======== Exercise input ========
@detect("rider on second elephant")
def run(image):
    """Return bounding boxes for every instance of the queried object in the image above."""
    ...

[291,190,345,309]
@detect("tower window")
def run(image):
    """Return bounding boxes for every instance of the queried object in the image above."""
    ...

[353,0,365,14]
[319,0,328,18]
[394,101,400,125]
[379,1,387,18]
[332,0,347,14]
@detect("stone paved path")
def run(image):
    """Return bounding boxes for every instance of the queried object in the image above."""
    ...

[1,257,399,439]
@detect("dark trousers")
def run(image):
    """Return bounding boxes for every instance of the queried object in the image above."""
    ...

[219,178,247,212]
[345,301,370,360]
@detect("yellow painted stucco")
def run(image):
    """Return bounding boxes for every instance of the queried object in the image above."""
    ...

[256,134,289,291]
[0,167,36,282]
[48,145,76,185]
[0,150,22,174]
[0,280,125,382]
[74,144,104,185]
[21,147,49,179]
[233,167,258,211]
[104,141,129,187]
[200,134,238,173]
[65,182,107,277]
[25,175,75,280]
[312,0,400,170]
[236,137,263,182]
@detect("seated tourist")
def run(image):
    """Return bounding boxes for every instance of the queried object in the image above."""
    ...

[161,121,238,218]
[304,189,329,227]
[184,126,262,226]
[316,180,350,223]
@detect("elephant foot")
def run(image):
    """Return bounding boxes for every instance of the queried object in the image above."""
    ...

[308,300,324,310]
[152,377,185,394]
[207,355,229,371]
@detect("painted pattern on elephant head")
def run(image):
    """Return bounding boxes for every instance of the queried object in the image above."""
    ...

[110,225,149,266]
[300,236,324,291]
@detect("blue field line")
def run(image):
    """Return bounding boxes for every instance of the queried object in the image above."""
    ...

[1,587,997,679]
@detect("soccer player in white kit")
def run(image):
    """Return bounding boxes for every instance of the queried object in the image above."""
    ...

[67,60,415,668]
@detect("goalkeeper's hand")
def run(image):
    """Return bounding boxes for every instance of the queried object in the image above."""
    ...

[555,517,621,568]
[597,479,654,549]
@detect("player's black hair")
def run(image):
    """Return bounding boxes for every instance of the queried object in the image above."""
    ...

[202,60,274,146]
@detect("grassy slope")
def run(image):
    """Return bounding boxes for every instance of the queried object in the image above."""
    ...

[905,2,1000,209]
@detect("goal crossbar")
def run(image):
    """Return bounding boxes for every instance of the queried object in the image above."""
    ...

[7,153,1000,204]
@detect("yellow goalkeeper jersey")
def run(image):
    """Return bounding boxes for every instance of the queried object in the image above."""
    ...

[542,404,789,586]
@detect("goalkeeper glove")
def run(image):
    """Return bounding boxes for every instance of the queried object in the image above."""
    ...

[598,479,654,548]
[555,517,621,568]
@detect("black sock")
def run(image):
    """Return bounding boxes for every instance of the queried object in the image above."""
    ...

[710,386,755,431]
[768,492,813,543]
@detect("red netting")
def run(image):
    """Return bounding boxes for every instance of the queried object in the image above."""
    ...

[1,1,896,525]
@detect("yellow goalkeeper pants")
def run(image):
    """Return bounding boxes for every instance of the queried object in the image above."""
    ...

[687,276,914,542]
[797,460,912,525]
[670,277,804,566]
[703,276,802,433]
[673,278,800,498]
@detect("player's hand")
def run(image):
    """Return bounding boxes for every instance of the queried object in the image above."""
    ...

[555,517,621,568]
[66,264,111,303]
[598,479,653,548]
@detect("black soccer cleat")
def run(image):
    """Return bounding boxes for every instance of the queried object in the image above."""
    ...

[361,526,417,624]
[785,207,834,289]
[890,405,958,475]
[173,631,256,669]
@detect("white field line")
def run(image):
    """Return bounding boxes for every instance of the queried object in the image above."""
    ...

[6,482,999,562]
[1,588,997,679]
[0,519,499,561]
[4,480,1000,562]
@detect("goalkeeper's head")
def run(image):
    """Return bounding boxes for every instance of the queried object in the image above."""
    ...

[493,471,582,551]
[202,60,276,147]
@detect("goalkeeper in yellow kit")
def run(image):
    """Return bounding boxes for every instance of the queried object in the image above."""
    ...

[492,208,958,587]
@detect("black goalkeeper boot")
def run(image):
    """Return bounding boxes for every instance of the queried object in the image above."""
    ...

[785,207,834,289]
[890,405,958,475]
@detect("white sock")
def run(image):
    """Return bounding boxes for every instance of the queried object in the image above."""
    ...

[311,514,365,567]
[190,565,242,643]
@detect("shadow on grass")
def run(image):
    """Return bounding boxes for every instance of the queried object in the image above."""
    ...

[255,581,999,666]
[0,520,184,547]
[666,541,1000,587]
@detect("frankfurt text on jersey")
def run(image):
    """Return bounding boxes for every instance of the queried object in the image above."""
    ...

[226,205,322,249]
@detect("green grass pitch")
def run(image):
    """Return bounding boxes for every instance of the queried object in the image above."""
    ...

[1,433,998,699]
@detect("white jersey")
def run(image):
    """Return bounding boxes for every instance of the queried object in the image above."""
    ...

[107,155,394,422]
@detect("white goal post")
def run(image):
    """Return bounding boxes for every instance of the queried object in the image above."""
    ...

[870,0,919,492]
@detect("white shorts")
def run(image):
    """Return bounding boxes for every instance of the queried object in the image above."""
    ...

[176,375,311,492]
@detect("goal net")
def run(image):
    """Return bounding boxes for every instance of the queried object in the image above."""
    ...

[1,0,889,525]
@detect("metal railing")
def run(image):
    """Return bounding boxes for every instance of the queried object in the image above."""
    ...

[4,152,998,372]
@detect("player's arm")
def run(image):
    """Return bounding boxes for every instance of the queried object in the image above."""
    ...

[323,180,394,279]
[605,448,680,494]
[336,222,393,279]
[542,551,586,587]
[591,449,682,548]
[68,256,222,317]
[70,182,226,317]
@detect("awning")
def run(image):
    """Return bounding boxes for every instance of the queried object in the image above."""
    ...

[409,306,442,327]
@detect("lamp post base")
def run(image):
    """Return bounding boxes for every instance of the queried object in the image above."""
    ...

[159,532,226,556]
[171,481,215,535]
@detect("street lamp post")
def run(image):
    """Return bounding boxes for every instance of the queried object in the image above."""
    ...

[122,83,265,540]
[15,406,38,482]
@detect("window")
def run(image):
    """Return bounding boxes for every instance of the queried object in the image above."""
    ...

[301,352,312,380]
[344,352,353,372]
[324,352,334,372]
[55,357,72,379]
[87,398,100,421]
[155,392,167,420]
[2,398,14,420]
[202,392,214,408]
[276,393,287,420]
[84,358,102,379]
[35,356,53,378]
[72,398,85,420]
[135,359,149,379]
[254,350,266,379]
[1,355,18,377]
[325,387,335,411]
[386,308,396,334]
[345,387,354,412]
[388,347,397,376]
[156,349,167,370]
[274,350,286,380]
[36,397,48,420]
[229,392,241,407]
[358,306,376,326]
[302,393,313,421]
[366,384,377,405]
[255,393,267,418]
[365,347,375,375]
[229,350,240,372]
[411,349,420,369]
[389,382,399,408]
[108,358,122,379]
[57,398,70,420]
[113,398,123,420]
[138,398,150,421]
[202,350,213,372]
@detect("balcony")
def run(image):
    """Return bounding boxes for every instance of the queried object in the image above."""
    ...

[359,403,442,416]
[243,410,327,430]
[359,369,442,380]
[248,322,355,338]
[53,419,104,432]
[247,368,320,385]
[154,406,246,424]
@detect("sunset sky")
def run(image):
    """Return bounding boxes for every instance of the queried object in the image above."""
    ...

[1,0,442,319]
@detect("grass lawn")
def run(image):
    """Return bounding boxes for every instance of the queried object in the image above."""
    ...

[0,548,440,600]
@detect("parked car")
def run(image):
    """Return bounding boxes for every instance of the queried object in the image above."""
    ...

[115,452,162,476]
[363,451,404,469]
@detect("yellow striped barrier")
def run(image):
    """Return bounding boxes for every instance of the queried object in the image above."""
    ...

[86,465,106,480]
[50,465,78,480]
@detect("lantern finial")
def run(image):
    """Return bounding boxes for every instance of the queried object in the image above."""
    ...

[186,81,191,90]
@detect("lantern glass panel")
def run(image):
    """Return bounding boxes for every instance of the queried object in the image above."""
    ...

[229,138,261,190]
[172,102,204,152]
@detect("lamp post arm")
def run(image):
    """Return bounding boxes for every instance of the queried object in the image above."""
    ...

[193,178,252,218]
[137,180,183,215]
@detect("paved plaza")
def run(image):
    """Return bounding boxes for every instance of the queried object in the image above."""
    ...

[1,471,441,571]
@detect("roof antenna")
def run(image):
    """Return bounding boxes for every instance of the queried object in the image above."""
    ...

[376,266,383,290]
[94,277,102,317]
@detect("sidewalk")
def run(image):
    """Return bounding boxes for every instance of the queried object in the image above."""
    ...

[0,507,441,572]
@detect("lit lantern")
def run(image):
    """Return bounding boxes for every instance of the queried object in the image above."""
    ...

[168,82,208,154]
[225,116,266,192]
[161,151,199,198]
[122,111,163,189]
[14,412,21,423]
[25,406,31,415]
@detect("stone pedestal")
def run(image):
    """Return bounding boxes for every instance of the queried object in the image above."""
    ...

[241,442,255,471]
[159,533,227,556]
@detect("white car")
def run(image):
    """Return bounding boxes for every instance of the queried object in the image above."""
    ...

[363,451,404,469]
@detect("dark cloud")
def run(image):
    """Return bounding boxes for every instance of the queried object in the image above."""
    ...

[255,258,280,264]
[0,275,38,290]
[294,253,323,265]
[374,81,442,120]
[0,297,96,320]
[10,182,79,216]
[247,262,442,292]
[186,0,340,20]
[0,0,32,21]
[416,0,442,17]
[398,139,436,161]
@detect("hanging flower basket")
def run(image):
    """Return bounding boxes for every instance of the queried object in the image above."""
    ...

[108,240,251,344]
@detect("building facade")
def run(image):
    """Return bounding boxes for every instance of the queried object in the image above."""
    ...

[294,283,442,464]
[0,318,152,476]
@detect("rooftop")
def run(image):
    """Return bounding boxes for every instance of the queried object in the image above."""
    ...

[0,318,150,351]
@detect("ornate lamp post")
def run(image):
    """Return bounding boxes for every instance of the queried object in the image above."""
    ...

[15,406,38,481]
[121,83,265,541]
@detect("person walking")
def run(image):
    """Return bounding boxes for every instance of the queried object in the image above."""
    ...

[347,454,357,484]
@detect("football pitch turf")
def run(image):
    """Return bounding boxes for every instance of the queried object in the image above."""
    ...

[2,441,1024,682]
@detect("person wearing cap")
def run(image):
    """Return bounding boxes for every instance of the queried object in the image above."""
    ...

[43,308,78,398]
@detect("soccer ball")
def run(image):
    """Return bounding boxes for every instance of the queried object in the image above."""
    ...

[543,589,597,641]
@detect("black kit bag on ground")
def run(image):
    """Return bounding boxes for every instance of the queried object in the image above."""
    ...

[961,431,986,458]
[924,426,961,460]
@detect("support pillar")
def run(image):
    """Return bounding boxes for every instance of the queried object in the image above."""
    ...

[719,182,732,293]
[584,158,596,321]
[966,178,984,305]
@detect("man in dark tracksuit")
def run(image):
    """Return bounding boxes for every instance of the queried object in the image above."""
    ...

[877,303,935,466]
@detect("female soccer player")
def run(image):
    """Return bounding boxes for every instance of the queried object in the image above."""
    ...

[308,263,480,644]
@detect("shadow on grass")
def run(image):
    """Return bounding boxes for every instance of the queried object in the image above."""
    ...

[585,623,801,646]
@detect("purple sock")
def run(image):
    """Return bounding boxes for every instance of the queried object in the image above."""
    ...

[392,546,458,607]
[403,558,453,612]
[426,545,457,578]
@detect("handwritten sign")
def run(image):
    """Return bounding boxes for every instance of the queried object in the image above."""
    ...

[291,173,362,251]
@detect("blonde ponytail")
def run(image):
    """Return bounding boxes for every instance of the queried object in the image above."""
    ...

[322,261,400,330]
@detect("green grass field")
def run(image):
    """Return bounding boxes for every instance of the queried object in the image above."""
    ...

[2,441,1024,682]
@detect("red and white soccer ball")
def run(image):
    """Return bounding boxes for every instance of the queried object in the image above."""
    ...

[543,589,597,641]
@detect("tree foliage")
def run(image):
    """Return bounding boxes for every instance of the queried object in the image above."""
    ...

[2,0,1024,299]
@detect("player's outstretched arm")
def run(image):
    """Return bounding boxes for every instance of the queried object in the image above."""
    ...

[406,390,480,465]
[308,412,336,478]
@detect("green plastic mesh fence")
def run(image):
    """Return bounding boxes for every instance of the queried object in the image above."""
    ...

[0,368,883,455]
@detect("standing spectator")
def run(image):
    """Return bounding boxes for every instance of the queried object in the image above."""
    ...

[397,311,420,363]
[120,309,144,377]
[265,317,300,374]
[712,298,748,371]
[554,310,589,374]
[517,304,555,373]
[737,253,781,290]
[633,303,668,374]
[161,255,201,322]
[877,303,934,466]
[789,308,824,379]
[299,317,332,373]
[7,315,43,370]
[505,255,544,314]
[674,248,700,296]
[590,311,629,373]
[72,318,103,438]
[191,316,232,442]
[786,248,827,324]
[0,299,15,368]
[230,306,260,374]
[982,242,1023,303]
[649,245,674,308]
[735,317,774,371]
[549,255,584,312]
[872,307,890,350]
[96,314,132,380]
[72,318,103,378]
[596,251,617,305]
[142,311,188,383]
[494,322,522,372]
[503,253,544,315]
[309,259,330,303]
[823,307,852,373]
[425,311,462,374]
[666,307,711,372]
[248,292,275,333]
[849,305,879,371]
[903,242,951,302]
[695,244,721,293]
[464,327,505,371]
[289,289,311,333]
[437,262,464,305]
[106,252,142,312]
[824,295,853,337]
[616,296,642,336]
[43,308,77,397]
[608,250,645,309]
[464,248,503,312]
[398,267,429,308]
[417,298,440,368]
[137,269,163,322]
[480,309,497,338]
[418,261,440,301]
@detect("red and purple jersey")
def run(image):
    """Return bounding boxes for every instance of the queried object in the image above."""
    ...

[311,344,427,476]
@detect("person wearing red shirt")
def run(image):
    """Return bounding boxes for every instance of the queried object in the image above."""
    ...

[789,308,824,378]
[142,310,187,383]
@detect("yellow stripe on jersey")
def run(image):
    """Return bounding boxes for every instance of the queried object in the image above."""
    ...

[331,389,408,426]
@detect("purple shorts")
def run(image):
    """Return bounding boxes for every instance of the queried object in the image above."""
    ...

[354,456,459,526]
========
• [What you are asked to do]: Among the lines above, list those that contain the word "shorts".

• [Response area]:
@detect("white shorts")
@detect("purple shorts")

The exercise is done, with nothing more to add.